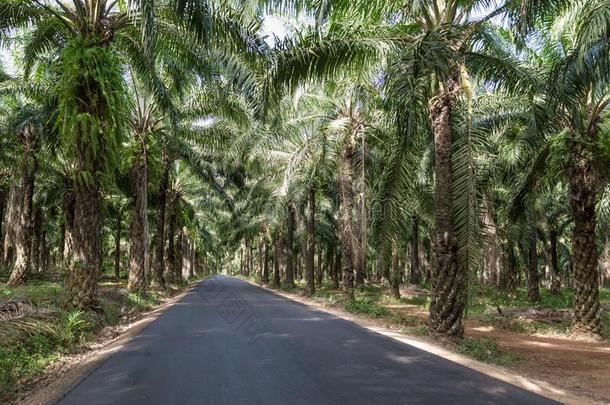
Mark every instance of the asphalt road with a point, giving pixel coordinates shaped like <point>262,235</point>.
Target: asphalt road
<point>228,342</point>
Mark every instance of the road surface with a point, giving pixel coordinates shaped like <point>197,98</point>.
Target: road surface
<point>229,342</point>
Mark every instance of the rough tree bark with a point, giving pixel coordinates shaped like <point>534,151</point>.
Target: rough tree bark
<point>139,227</point>
<point>583,179</point>
<point>346,206</point>
<point>448,277</point>
<point>395,276</point>
<point>555,275</point>
<point>336,268</point>
<point>311,242</point>
<point>533,276</point>
<point>25,227</point>
<point>290,246</point>
<point>265,275</point>
<point>86,243</point>
<point>415,275</point>
<point>276,263</point>
<point>11,223</point>
<point>171,237</point>
<point>320,269</point>
<point>159,266</point>
<point>117,245</point>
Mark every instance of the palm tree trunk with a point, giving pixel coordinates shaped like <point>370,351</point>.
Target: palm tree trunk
<point>395,277</point>
<point>604,264</point>
<point>346,193</point>
<point>117,245</point>
<point>555,276</point>
<point>11,223</point>
<point>448,276</point>
<point>265,275</point>
<point>139,227</point>
<point>86,242</point>
<point>171,230</point>
<point>415,276</point>
<point>583,193</point>
<point>178,259</point>
<point>290,247</point>
<point>35,240</point>
<point>68,249</point>
<point>509,276</point>
<point>533,277</point>
<point>276,263</point>
<point>25,227</point>
<point>159,267</point>
<point>311,243</point>
<point>336,268</point>
<point>320,270</point>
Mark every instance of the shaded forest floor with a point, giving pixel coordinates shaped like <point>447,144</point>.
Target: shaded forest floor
<point>530,340</point>
<point>40,336</point>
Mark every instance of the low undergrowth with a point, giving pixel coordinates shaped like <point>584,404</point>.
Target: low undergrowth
<point>43,329</point>
<point>486,350</point>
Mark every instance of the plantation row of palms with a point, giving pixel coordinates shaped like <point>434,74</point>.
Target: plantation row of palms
<point>446,143</point>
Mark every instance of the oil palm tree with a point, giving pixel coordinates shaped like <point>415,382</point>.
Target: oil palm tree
<point>87,42</point>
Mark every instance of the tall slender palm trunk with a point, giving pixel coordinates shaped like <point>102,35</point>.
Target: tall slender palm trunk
<point>159,266</point>
<point>117,245</point>
<point>171,237</point>
<point>448,277</point>
<point>415,275</point>
<point>86,244</point>
<point>311,242</point>
<point>25,227</point>
<point>11,221</point>
<point>533,276</point>
<point>583,180</point>
<point>290,246</point>
<point>395,277</point>
<point>508,278</point>
<point>265,275</point>
<point>346,193</point>
<point>139,227</point>
<point>555,276</point>
<point>276,263</point>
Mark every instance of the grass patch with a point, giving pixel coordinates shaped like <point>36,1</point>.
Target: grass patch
<point>30,349</point>
<point>421,330</point>
<point>47,293</point>
<point>142,302</point>
<point>486,350</point>
<point>31,343</point>
<point>486,299</point>
<point>366,306</point>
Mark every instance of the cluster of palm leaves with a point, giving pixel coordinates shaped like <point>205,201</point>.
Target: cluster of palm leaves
<point>438,142</point>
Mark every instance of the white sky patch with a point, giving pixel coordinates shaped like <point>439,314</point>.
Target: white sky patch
<point>273,29</point>
<point>204,122</point>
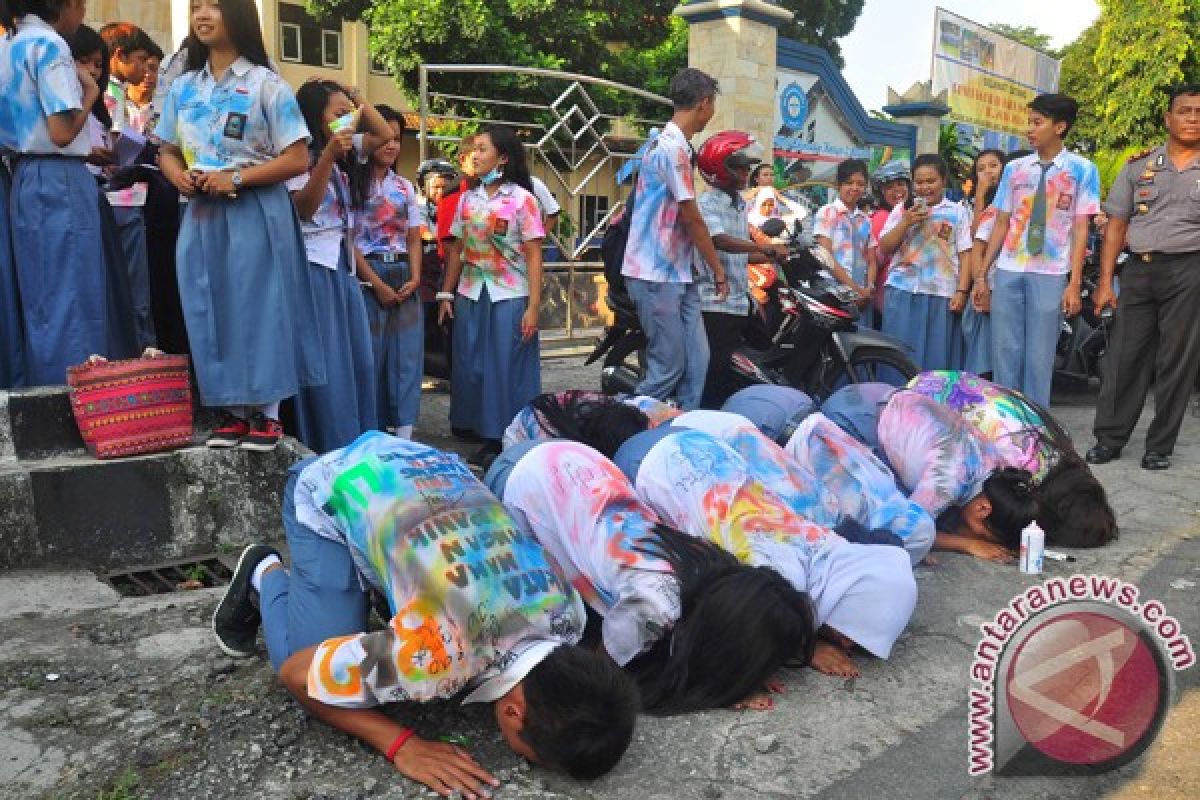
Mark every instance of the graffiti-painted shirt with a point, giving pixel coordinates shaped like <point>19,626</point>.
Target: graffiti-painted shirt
<point>862,486</point>
<point>246,118</point>
<point>928,258</point>
<point>850,236</point>
<point>1014,428</point>
<point>37,79</point>
<point>935,453</point>
<point>528,425</point>
<point>492,230</point>
<point>391,210</point>
<point>475,602</point>
<point>586,513</point>
<point>659,247</point>
<point>1073,190</point>
<point>702,487</point>
<point>768,463</point>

※ ※ ※

Problem details: The required result is the entries above, printed exactly from the first line through the line with "Mark every instance of the rough", pictures excluded.

Your solution:
Mark every instance of the asphalt road with a point, giving pixel coordinates shaped like <point>262,235</point>.
Target: asphalt road
<point>228,342</point>
Mark every instance of the road surface with a point, giving pixel coordinates shaped like <point>197,98</point>.
Target: road surface
<point>229,342</point>
Mark every instance of the rough tree bark with a point, giving pixel coordinates shaped like <point>534,151</point>.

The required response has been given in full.